#### Dataset content ####

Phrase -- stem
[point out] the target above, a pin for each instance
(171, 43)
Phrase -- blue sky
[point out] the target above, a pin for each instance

####

## Job
Copy every line of the material above, shifting each answer coordinate up by 81 and leaving all other text unchanged.

## Result of the exercise
Phrase -- stem
[point out] the target above, a pin for each instance
(252, 124)
Phrase -- blue sky
[point out] the target above, a pin for each instance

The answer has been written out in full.